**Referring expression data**
____________________
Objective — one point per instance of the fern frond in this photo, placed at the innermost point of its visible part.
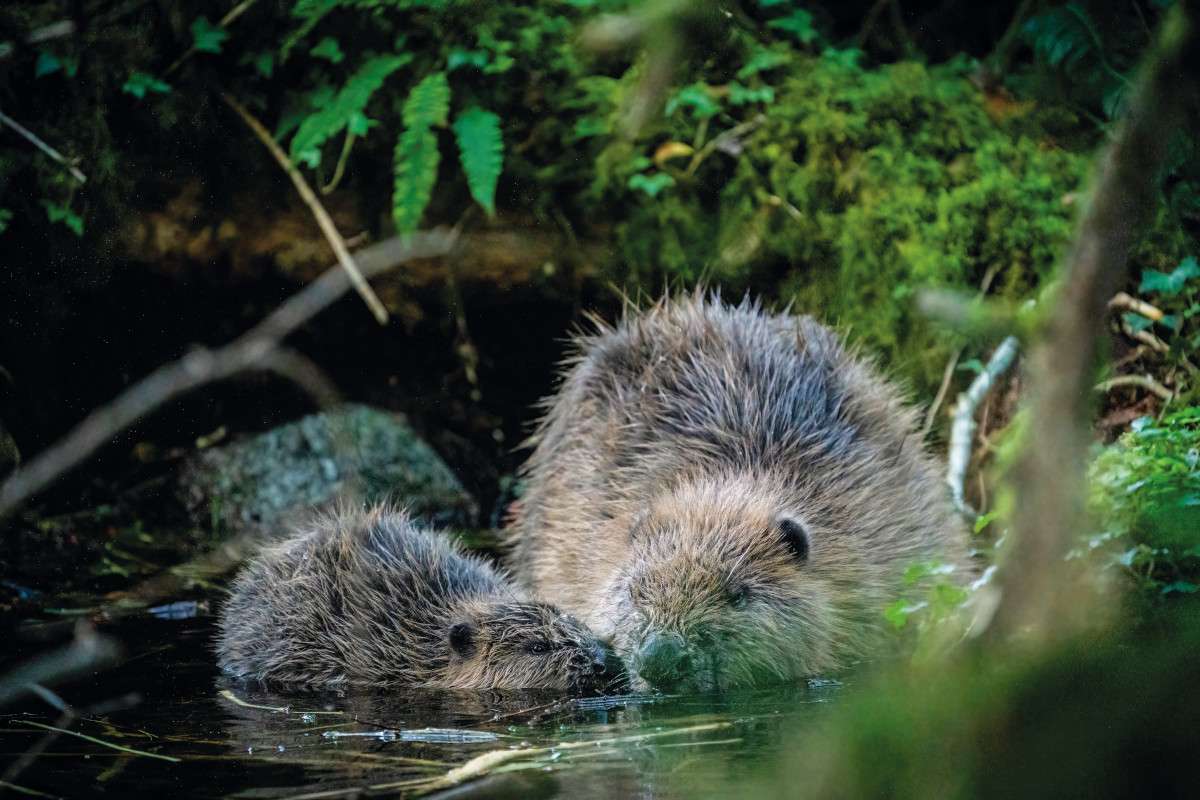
(417, 169)
(481, 151)
(346, 106)
(429, 103)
____________________
**EXERCISE PROMPT**
An exact copy of the records above is wanted, with the pictures omitted.

**RESPONSE BOX**
Objective — one point per instance of the fern frond in this photo, placed at the innermost point of its visible part.
(417, 169)
(481, 151)
(346, 106)
(429, 103)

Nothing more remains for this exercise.